------ MATERIAL FOR THIS EXERCISE

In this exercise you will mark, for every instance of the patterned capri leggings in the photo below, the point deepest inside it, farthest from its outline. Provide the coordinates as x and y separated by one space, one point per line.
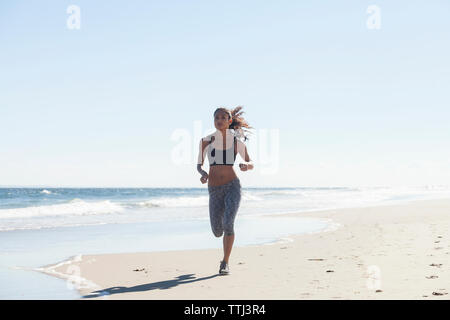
224 203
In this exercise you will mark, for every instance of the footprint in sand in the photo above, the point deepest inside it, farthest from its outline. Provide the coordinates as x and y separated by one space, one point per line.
436 265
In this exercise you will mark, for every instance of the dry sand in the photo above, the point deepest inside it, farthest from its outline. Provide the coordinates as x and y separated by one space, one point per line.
398 251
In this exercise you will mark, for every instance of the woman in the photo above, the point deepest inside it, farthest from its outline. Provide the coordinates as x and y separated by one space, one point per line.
223 185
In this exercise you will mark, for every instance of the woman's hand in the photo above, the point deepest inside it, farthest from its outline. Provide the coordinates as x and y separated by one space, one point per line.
204 178
243 166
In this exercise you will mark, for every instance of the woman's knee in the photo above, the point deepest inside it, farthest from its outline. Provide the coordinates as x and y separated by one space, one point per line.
217 232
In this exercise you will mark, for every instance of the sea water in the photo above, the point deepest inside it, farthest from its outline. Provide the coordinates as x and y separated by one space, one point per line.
42 226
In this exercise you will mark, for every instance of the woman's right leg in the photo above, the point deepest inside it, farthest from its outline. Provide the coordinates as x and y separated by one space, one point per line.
216 209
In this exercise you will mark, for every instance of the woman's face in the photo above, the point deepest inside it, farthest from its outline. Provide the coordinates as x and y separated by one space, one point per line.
221 120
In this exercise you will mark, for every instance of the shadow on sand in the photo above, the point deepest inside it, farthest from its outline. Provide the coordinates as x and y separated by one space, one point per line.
185 278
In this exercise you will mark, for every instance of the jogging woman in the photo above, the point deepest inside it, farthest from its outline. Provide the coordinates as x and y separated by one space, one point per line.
224 186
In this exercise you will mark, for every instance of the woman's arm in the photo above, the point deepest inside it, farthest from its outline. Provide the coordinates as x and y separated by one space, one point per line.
201 157
242 149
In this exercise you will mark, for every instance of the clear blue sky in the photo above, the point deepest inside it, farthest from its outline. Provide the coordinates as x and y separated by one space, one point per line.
98 106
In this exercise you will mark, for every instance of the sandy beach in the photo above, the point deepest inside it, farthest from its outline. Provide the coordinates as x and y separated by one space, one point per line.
398 251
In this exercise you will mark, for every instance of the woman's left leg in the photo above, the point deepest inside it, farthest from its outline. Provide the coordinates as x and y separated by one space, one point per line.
232 201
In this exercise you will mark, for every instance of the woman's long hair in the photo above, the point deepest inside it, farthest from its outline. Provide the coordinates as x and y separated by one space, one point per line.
239 124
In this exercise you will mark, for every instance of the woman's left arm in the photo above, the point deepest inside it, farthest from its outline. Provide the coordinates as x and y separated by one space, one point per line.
242 149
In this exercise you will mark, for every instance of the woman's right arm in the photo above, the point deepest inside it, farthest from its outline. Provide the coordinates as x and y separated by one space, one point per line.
201 157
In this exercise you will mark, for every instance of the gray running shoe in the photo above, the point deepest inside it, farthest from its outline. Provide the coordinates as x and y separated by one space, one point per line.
224 268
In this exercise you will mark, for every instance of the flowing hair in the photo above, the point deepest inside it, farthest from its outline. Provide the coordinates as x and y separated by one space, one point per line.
239 123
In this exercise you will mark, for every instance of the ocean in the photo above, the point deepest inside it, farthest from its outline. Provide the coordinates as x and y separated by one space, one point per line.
43 226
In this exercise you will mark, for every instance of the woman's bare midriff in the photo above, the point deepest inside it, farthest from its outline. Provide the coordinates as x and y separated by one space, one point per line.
220 174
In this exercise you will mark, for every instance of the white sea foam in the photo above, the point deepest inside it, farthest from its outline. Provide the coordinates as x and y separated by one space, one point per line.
75 207
175 202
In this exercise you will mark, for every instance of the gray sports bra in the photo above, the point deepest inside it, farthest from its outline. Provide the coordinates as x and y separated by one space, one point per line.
225 158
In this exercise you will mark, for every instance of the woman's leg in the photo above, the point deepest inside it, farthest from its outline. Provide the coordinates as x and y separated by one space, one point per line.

------------

### WORK REQUEST:
Quote the preceding listing precisely and completely, omitting its images.

### YOUR RESPONSE:
In this exercise you will mark, for every instance of the patterned capri leggings in the photo below, the point deepest inside it, farthest from its outline. Provide the coordinates as x and y separated by one space, one point per line.
224 203
In this exercise you will mark, for every instance of the footprint in sand in the photo above, the point deepest inside it, farthest from its outline. Provide the coordinates as x and y separated by one space, one point per line.
436 265
In this exercise you will mark, for every instance of the dry sand in the photo above, the point deepest inside it, farthest from its outline. Provide the coordinates as x and y separated by one space, one point per line.
398 251
In this exercise you will mark, for every instance of the woman in the photo above, the point deepest inside it, farthest from its outline. Provide the coordinates as x and y separated by one space, one point per line.
223 185
In this exercise you will mark, for every instance of the woman's hand in the photo above, the point deepest inside it, farthest from its outline. Provide the coordinates as x and y separated by one space, one point per line.
204 178
243 166
In this exercise you will mark, for every instance of the woman's knee in the photo above, the point deepest inside it, farthest from its outline. Provide the coordinates as x and y separated by one space, one point per line.
217 232
In this exercise you will mark, for every instance of the sea water in the photo above, the point deepest inside it, farthest from its outline. Provide the coordinates as x and y separated by one space, one point per line.
42 226
In this exercise you will mark, for every instance of the woman's right leg in the photo above, the point deepest inside it, farthest from its outline. Provide the coordinates as x and y separated by one space, one point per line.
216 209
In this exercise you will mark, for every instance of the woman's face in the photo above, the point deepest inside it, farthest from its outline. Provide the coordinates as x and y separated by one space, one point per line.
221 120
In this exercise you will mark, for every instance of the shadow on sand in the photo above, the point deepest inside it, farthest from its outline. Provide the coordinates as x and y separated by one space, one point per line.
185 278
In this exercise you will mark, for every instance of the jogging woman in the photo above, the point deepest inside it, farthest from its outline. Provide the coordinates as x and y separated by one space, one point per line.
224 186
In this exercise you will mark, for every instance of the woman's arm in the photo above, the point deepest inside it, farthest from its outline. Provide the coordinates as x and y separated by one space, one point per line.
201 157
242 149
In this exercise you will mark, for every instance of the clear blue sky in the photo above, the point deepest inside it, farthest from its outline. Provide the coordinates as x and y separated by one space, one point per line.
98 106
In this exercise you will mark, for every instance of the sandy beach in the photo above, the point deepest inside it, farthest from its outline. Provide the coordinates as x and y separated by one space, one point per line.
398 251
In this exercise you will mark, for every instance of the woman's left leg in the photo above, the point deepest inside it, farthest from its outline. Provide the coordinates as x and y separated by one space, one point per line.
232 201
In this exercise you will mark, for every instance of the woman's long hair in the photo above, the point deepest inside it, farthest from its outline. Provide the coordinates as x and y separated by one space, one point per line.
239 124
In this exercise you will mark, for every instance of the woman's left arm in the photo above, the point deepest inside it, farthest from its outline. Provide the coordinates as x and y separated by one space, one point per line.
242 149
In this exercise you will mark, for every instance of the woman's right arm in the photo above, the point deepest inside it, farthest from its outline. Provide the coordinates as x and y separated by one space, one point per line.
201 157
In this exercise you will mark, for every instance of the gray running shoe in the photo above, the point deepest inside it, farthest from its outline. Provide the coordinates as x and y separated by one space, one point per line.
224 268
In this exercise you will mark, for every instance of the flowing hair in the photo above, the point deepest inside it, farthest from its outline. Provide the coordinates as x and y separated by one space, one point per line.
239 123
In this exercise you will mark, for every instance of the ocean in the photo above, the point deepest inside it, farthest from its outline. Provide the coordinates as x and y separated by one space, one point per line.
43 226
In this exercise you will mark, for every instance of the woman's bare midriff in the photo above, the point deepest inside it, farthest from its outline. Provide the coordinates as x and y separated by one space, one point per line.
220 174
In this exercise you will mark, for every instance of the white sea foam in the photo above, the point deepest inside it, farthest from its outline. Provide the coordinates as x and y separated by one space, one point per line.
75 207
175 202
In this exercise you will mark, for every instance of the gray sports bra in the photo above, the point deepest inside it, farthest from its outline. Provide the coordinates as x and y separated by one space, one point per line.
225 158
In this exercise you will mark, for every instance of the woman's leg in the photo above, the point deepest inside it, farthest from its outline. Provide the coordinates as x and y separated by one space, one point per line.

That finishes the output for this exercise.